Page text:

***

It’s 1986, and the set of Predator isn’t a happy one. The cast is getting ill from the jungle heat, buzzing insects and long hours. Scenes shot with Stan Winston’s monster haven’t passed muster with director John McTiernan, resulting in wasted hours and useless footage. “It’s hell” one actor described the situation, as cast and crew wilted under the pressure of shooting in the Mexican jungle.
As history proves, the suffering was worth it. Of Arnold Schwarzenegger’s long action movie back catalogue, Predator still shines as one of his very best, and for 20th Century Fox, the movie sits alongside Alien as another classic monster feature for the Hollywood studio.
If it bleeds, we can kill it
From the very simplest of premises, Predator wrung plenty of tension. An elite team of soldiers, headed up by Arnold’s Major Alan ‘Dutch’ Schaefer and his old army buddy George Dillon (Carl Weathers), are engaged in a secret mission in the jungles of Guatemala. There, they encounter an invisible alien who’s intent on either killing them or skinning them alive.
Predator began life as a spec script by a pair of unknown writers, John and Jim Thomas, and through a series of chance occurrences, the story initially called Hunter became a $15 million production headed up by producer Joel Silver. With director John McTiernan at the helm, and keen to create “an old-fashioned popcorn movie”, an extraordinary cast of Hollywood’s most macho actors was assembled to stand alongside Arnold Schwarzenegger.

***

[Stored data entries]
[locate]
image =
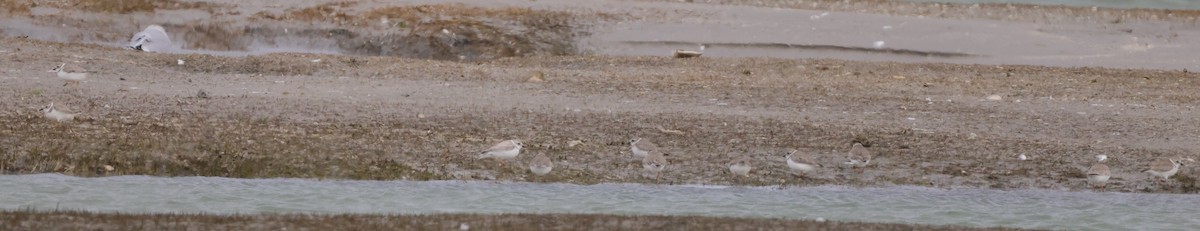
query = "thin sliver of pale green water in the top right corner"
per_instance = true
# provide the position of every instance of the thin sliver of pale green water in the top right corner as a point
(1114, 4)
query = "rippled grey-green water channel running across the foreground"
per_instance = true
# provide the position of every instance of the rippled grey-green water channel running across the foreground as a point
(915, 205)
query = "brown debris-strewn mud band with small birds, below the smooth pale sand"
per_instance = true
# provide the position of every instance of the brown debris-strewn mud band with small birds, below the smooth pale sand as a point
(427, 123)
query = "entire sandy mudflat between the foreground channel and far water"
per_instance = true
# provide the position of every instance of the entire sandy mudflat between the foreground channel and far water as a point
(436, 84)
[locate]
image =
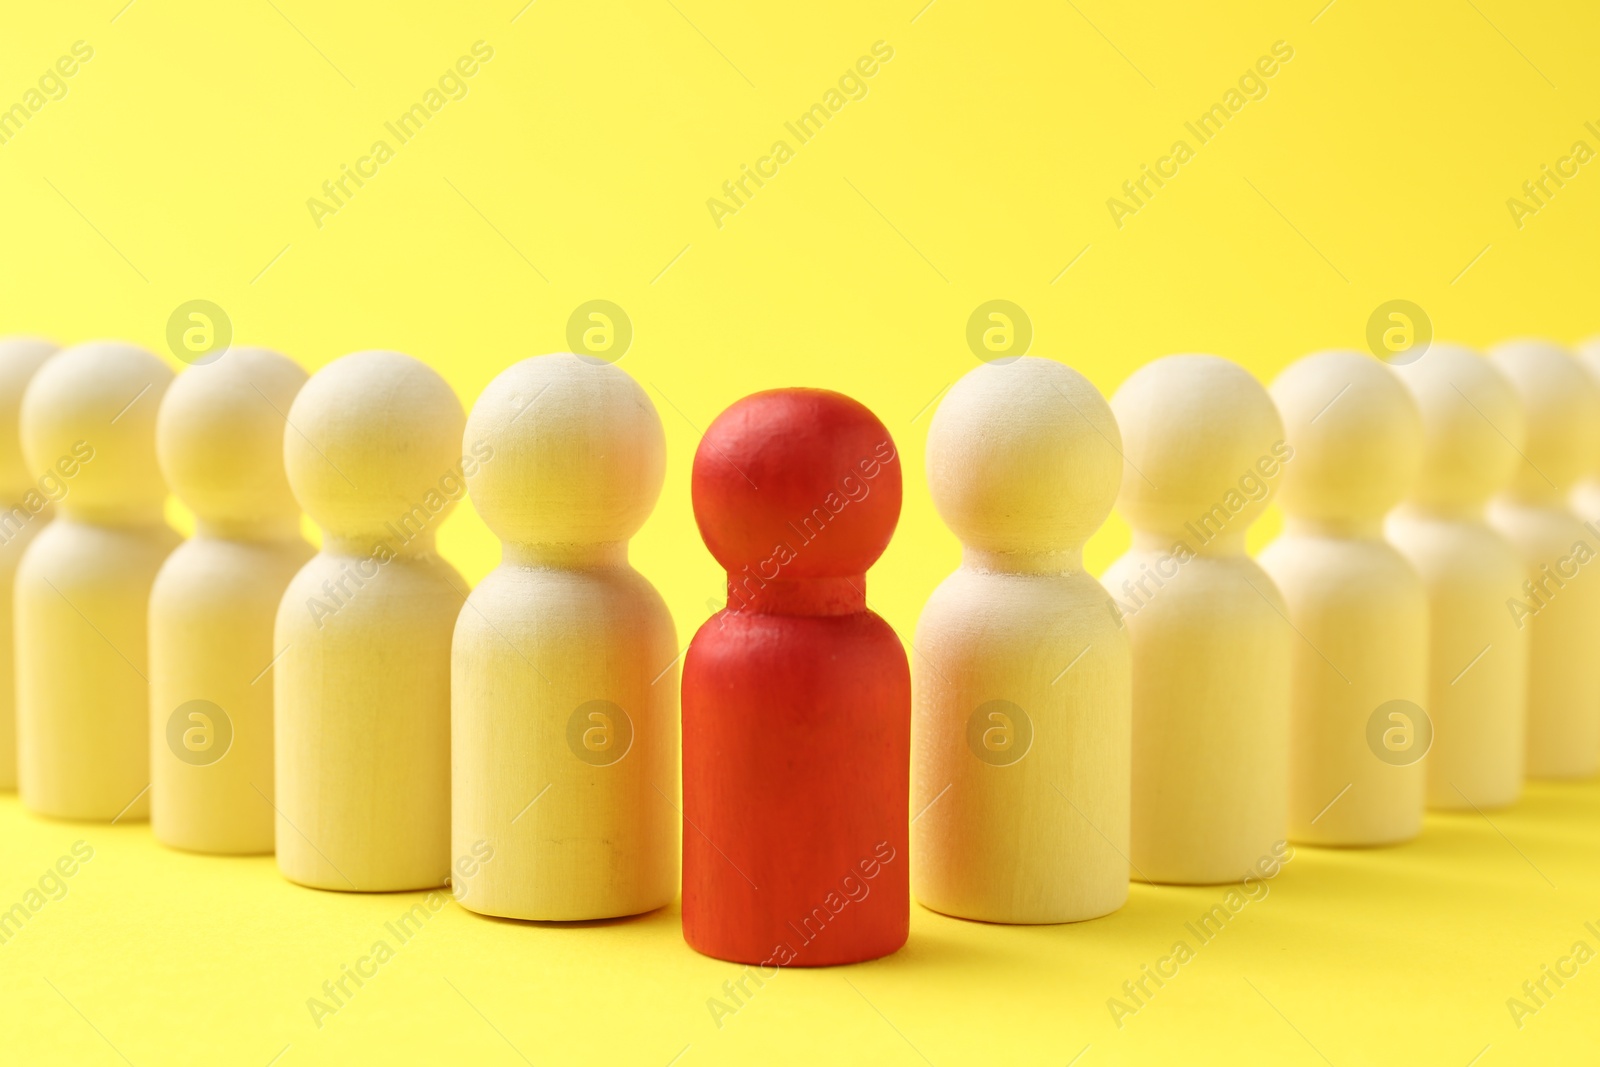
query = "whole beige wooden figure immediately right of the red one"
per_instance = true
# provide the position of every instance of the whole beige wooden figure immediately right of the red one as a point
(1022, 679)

***

Description of the task:
Please print the Predator article text between "It’s 1986, and" and "the Mexican jungle.", inclusive, with no changes.

Answer to the exercise:
It’s 1986, and the set of Predator isn’t a happy one. The cast is getting ill from the jungle heat, buzzing insects and long hours. Scenes shot with Stan Winston’s monster haven’t passed muster with director John McTiernan, resulting in wasted hours and useless footage. “It’s hell” one actor described the situation, as cast and crew wilted under the pressure of shooting in the Mexican jungle.